# steel blank



## 1SPTranslator

Hola,

*Contexto*: Milled from a solid *steel blank*, this carbide-tipped cutter...

*Mi intento*: Molido de una _planca de acero_ sólido, este cortador con punta de carburo...

¿Cómo se dice "steel blank" en SP?

Gracias.


----------



## pecosita

_Placa de acero... ?/ _


----------



## 1SPTranslator

pecosita said:


> _Placa de acero... ?/ _


 
Gracias Pecosita


----------



## Eye in the Sky

Resultado de mis consultas: 
blank:  piece of material prepared to be made into something (as a key) by a further operation 
blank: (Dicc. técnico ing-span): pieza bruta, pieza por trabajar, pieza sin terminar).
Por lo tanto, pieza de acero me parece bien, aunque plancha creo que está mejor.


----------



## vicdark

En este caso "milled" significa "fresado", no molido.


----------



## vicdark

Aquí "solid" es "macizo", no sólido.


----------



## 1SPTranslator

Muchas gracias Evitap & Vicdark.

Muy agradecida =)


----------



## Eye in the Sky

Vaya, vaya, resultaste ser "agradecida". Pensaba que eras "agradecido".

# # # # # # #

* **Ejercicio propuesto 1**
En el hilo del foro, ¿qué traducción se propone para "milled" en este caso?
Las filas no guardan ninguna relación con el hilo del foro.

# # # # # # #

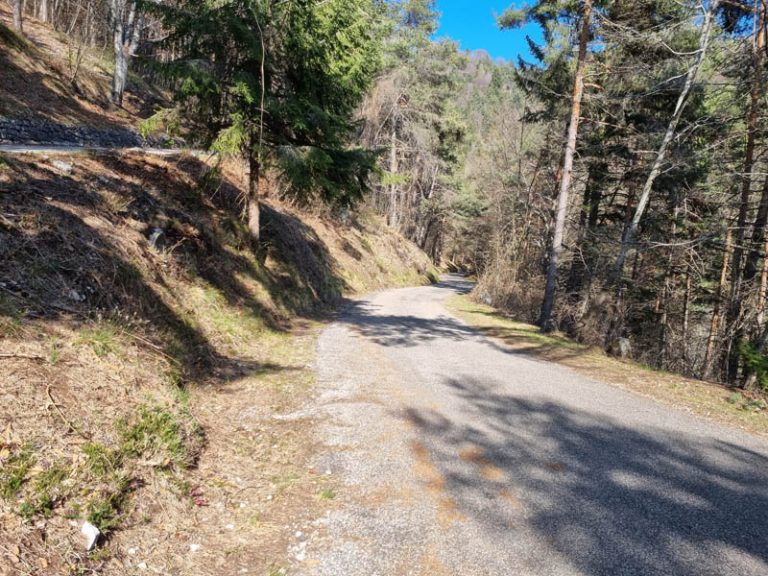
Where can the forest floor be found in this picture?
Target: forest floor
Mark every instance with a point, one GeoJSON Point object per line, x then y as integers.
{"type": "Point", "coordinates": [148, 357]}
{"type": "Point", "coordinates": [47, 78]}
{"type": "Point", "coordinates": [710, 400]}
{"type": "Point", "coordinates": [453, 452]}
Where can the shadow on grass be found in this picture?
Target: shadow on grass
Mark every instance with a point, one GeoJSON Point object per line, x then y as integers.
{"type": "Point", "coordinates": [69, 251]}
{"type": "Point", "coordinates": [606, 498]}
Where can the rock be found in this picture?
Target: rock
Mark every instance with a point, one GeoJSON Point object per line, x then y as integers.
{"type": "Point", "coordinates": [154, 237]}
{"type": "Point", "coordinates": [625, 347]}
{"type": "Point", "coordinates": [61, 166]}
{"type": "Point", "coordinates": [75, 296]}
{"type": "Point", "coordinates": [91, 533]}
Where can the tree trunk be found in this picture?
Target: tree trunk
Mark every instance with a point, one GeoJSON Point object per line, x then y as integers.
{"type": "Point", "coordinates": [393, 216]}
{"type": "Point", "coordinates": [565, 181]}
{"type": "Point", "coordinates": [714, 327]}
{"type": "Point", "coordinates": [735, 308]}
{"type": "Point", "coordinates": [645, 194]}
{"type": "Point", "coordinates": [252, 207]}
{"type": "Point", "coordinates": [18, 15]}
{"type": "Point", "coordinates": [126, 32]}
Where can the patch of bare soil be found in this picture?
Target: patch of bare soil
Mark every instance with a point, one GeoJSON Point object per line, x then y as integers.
{"type": "Point", "coordinates": [720, 403]}
{"type": "Point", "coordinates": [147, 356]}
{"type": "Point", "coordinates": [47, 75]}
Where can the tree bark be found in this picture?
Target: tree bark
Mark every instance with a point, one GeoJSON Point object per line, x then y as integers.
{"type": "Point", "coordinates": [393, 216]}
{"type": "Point", "coordinates": [18, 15]}
{"type": "Point", "coordinates": [252, 206]}
{"type": "Point", "coordinates": [645, 194]}
{"type": "Point", "coordinates": [714, 328]}
{"type": "Point", "coordinates": [737, 275]}
{"type": "Point", "coordinates": [561, 213]}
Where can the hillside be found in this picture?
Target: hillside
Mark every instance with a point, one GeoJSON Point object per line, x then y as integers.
{"type": "Point", "coordinates": [147, 353]}
{"type": "Point", "coordinates": [48, 77]}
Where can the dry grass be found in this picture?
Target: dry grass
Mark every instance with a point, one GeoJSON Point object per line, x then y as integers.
{"type": "Point", "coordinates": [41, 79]}
{"type": "Point", "coordinates": [705, 399]}
{"type": "Point", "coordinates": [111, 343]}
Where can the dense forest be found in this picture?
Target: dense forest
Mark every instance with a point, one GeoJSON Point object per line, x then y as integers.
{"type": "Point", "coordinates": [614, 188]}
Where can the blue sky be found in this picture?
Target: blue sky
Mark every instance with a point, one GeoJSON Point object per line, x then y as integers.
{"type": "Point", "coordinates": [472, 24]}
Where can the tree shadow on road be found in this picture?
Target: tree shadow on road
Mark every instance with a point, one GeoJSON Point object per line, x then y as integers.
{"type": "Point", "coordinates": [407, 330]}
{"type": "Point", "coordinates": [608, 498]}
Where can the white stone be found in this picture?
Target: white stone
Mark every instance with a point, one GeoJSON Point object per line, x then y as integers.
{"type": "Point", "coordinates": [91, 533]}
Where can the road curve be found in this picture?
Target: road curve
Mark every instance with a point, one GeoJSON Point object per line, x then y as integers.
{"type": "Point", "coordinates": [52, 149]}
{"type": "Point", "coordinates": [456, 455]}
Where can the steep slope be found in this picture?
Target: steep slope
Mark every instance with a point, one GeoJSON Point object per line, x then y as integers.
{"type": "Point", "coordinates": [48, 77]}
{"type": "Point", "coordinates": [147, 353]}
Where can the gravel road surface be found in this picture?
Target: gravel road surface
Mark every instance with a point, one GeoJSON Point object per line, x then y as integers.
{"type": "Point", "coordinates": [456, 455]}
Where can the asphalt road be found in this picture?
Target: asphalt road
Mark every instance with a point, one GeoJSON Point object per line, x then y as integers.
{"type": "Point", "coordinates": [455, 455]}
{"type": "Point", "coordinates": [17, 149]}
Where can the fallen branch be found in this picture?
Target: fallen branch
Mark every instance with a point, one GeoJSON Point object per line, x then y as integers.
{"type": "Point", "coordinates": [63, 416]}
{"type": "Point", "coordinates": [26, 356]}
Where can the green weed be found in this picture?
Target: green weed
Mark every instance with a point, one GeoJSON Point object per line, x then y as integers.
{"type": "Point", "coordinates": [100, 460]}
{"type": "Point", "coordinates": [13, 473]}
{"type": "Point", "coordinates": [102, 340]}
{"type": "Point", "coordinates": [47, 491]}
{"type": "Point", "coordinates": [327, 494]}
{"type": "Point", "coordinates": [156, 431]}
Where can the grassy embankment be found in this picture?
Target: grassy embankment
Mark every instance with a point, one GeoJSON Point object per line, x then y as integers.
{"type": "Point", "coordinates": [702, 398]}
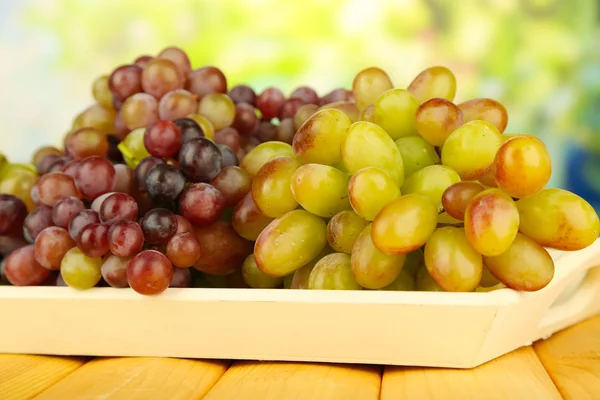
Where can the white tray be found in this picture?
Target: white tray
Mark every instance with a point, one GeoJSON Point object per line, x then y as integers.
{"type": "Point", "coordinates": [460, 330]}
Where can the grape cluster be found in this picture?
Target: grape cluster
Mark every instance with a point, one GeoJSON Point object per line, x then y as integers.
{"type": "Point", "coordinates": [378, 187]}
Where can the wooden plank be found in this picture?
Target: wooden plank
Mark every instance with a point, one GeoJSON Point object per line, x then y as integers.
{"type": "Point", "coordinates": [284, 381]}
{"type": "Point", "coordinates": [572, 358]}
{"type": "Point", "coordinates": [138, 379]}
{"type": "Point", "coordinates": [517, 375]}
{"type": "Point", "coordinates": [24, 376]}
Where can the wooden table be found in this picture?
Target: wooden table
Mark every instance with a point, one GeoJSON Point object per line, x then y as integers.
{"type": "Point", "coordinates": [565, 366]}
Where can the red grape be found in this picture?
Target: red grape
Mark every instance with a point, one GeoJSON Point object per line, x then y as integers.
{"type": "Point", "coordinates": [201, 204]}
{"type": "Point", "coordinates": [125, 238]}
{"type": "Point", "coordinates": [22, 269]}
{"type": "Point", "coordinates": [149, 272]}
{"type": "Point", "coordinates": [51, 245]}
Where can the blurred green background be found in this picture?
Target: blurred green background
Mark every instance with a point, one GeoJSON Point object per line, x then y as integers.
{"type": "Point", "coordinates": [540, 58]}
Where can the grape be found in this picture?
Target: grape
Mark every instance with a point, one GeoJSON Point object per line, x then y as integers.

# # # # # # #

* **Ejercicio propuesto 2**
Cuenta las líneas de las filas que contienen la cadena "forest", distinguiendo entre mayúsculas y minúsculas, y responde solo con el número.

* **Respuesta 1**
"Fresado", no "molido".

* **Respuesta 2**
4